**TASK DESCRIPTION:**
Copy out the forum thread about rap music below word for word, including the posting timestamps.

**TEXT SECTION:**
The genre's still pretty saturated with good music. I'm finding now that some tracks are being layered with Future Bass undertones which I think works really well. Anderson.Paak is probably my favourite around at the moment.
Posted - 2016/12/01 : 13:22:33
I've got 2000 Rap tracks I need to run through for this year alone! All from zipDJ, who are the chart company for America and Canada! SO many epic tracks. I find it hard to chuck ANY of them in the bin.
Posted - 2017/01/14 : 18:00:25
He's part of this new group of mumble artists that Future birthed along with 21 Savage, Lil Uzi Vert, 300 of Montana & Lil Yachty. Don't get me wrong, the radio is FILLED with these guys, and you'll be hard pressed to find any rappity-rap lyrical rappers anytime before 10/11:00 at night (when Hot 97 and Power 105.9 or whoever do their nightly underground shows).
Fortunately there's still a million amazing rap artists out there, it's just the mainstream rap is no longer of the quality it was from 1995-2005. Rap no longer runs the airwaves anymore like it did ten years ago, and as such you'll see a lot less variety, and what the clubs/radio are playing is merely going to be this shitty top 40 ********.
That's however countered by a whole slew of amazing new artists like Lil Herb, Vince Staples, the ASAP crew, Bodega Bamz etc.
Plus you still have soon-to-be-legends like Jeezy and Game stil putting out quality material, and then you have the true legends like A Tribe Called Quest and Jay Z and Rakim and Raekwon putting out material.
AND you have all the random underground dues like El-P, Joe Budden, Killer Mike, Rock (of Heltah Skeltah) still consistently putting out material ..

**DATASET CONTENT:**
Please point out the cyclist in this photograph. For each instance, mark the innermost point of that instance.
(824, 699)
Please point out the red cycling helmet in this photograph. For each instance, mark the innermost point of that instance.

**REPLY:**
The genre's still pretty saturated with good music. I'm finding now that some tracks are being layered with Future Bass undertones which I think works really well. Anderson.Paak is probably my favourite around at the moment.
Posted - 2016/12/01 : 13:22:33
I've got 2000 Rap tracks I need to run through for this year alone! All from zipDJ, who are the chart company for America and Canada! SO many epic tracks. I find it hard to chuck ANY of them in the bin.
Posted - 2017/01/14 : 18:00:25
He's part of this new group of mumble artists that Future birthed along with 21 Savage, Lil Uzi Vert, 300 of Montana & Lil Yachty. Don't get me wrong, the radio is FILLED with these guys, and you'll be hard pressed to find any rappity-rap lyrical rappers anytime before 10/11:00 at night (when Hot 97 and Power 105.9 or whoever do their nightly underground shows).
Fortunately there's still a million amazing rap artists out there, it's just the mainstream rap is no longer of the quality it was from 1995-2005. Rap no longer runs the airwaves anymore like it did ten years ago, and as such you'll see a lot less variety, and what the clubs/radio are playing is merely going to be this shitty top 40 ********.
That's however countered by a whole slew of amazing new artists like Lil Herb, Vince Staples, the ASAP crew, Bodega Bamz etc.
Plus you still have soon-to-be-legends like Jeezy and Game stil putting out quality material, and then you have the true legends like A Tribe Called Quest and Jay Z and Rakim and Raekwon putting out material.
AND you have all the random underground dues like El-P, Joe Budden, Killer Mike, Rock (of Heltah Skeltah) still consistently putting out material ..